+++ EXCERPT TO READ +++

By Crystal Perry, RN, BSN, CEN, Denton Regional Hospital, Denton LIVING WELL Magazine
Our brains need a constant supply of blood. Blood vessels known as arteries carry the oxygen and nutrients that are vital for functioning to the brain. Strokes occur when one of these arteries is either blocked or ruptures and an area of the brain is deprived of blood flow. When blood flow is disrupted, brain cells are deprived of oxygen and begin to die.
Stroke can happen to anyone at any time, regardless of race, sex or age. It is the third leading cause of death and the leading cause of long-term disability in the United States. Approximately 795,000 strokes will occur this year and those who survive are often faced with challenges related to their mental, physical, and emotional functioning. Many lose their independence due to the disabling effects of the condition.
Although some studies indicate that 80% of strokes can be prevented, the best way to protect yourself and loved ones from stroke is to understand personal risk and how to manage it. If you have one or more of the risk factors listed below, it is even more important that you learn about the lifestyle and medical changes you can make to prevent a stroke.
General risk factors for stroke include:
- Being over age 55
- Being a male
- Being African-American, Pacific/Islander or Hispanic
- Having diabetes
- Having a family history of stroke
Recognizing and detecting stroke symptoms quickly is also essential when it comes to minimizing the damage caused by stroke. Although new treatments are available that can greatly reduce the effects of stroke, it is critical that you arrive at the hospital within 60 minutes after symptoms start in order to prevent disability.
Stroke symptoms include:
- SUDDEN numbness or weakness of face, arm or leg––especially on one side of the body.
- SUDDEN confusion, trouble speaking or understanding.
- SUDDEN trouble seeing in one or both eyes.
- SUDDEN trouble walking, dizziness, loss of balance or coordination.
- SUDDEN severe headache with no known cause.
Two million brain cells die every minute during stroke, increasing risk of permanent brain damage, disability or death. Recognizing symptoms and acting quickly to get medical attention can save a life and limit disabilities. At any sign of stroke, act FAST and CALL 9-1-1 IMMEDIATELY. Use the acronym FAST to help you remember the warning signs:
F = Face
Ask the person to smile. Does one side of the face droop?
A = Arms
Ask the person to raise both arms. Does one arm drift downward?
S = Speak
Ask the person to repeat a simple sentence. Does the speech sound slurred or strange?
T = Time
If you observe any of these signs, call 9-1-1 immediately. Be sure to note the time when symptoms first occur.

+++ EXTRACTED DATA +++

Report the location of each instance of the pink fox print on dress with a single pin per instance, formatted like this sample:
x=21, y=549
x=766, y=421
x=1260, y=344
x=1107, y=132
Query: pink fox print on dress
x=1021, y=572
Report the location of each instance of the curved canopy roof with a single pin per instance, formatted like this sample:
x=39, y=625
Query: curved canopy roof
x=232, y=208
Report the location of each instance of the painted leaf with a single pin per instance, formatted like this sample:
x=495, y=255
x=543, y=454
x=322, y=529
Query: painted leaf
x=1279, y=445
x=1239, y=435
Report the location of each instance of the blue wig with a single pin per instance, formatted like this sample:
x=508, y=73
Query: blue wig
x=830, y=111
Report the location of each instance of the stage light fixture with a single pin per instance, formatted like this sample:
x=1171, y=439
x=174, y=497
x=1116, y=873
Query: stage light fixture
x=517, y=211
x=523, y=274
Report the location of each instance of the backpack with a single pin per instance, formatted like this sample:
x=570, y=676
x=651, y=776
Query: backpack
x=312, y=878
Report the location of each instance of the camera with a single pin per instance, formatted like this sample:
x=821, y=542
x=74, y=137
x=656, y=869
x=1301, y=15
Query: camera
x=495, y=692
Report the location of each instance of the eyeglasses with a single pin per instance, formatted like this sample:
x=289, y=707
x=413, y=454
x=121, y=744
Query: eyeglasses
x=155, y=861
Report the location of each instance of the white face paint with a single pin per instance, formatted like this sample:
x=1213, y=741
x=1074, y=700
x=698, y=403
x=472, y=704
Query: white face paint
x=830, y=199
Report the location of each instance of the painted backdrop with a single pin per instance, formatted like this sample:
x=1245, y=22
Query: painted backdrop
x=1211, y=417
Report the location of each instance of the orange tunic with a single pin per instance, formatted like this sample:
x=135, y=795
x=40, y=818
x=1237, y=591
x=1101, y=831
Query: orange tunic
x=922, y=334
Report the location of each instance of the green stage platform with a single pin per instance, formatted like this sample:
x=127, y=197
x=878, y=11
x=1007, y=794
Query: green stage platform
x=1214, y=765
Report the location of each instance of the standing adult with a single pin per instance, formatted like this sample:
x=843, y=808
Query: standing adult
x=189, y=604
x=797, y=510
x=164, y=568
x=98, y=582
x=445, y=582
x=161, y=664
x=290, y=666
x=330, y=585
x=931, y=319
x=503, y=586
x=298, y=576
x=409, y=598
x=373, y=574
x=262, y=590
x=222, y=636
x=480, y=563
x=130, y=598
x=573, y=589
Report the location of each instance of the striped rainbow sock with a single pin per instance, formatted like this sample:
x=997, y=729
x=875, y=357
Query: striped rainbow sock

+++

EXPLORE THE MATERIAL ->
(1) In the stroke article, how many brain cells die every minute during a stroke?
(2) Return everything in the stroke article from "Although some studies" down to "to prevent disability.", copied word for word.
The data has nothing to do with the stroke article and should be treated as separate material.

WRITTEN RESPONSES ->
(1) Two million brain cells die every minute.

(2)
Although some studies indicate that 80% of strokes can be prevented, the best way to protect yourself and loved ones from stroke is to understand personal risk and how to manage it. If you have one or more of the risk factors listed below, it is even more important that you learn about the lifestyle and medical changes you can make to prevent a stroke.
General risk factors for stroke include:
- Being over age 55
- Being a male
- Being African-American, Pacific/Islander or Hispanic
- Having diabetes
- Having a family history of stroke
Recognizing and detecting stroke symptoms quickly is also essential when it comes to minimizing the damage caused by stroke. Although new treatments are available that can greatly reduce the effects of stroke, it is critical that you arrive at the hospital within 60 minutes after symptoms start in order to prevent disability.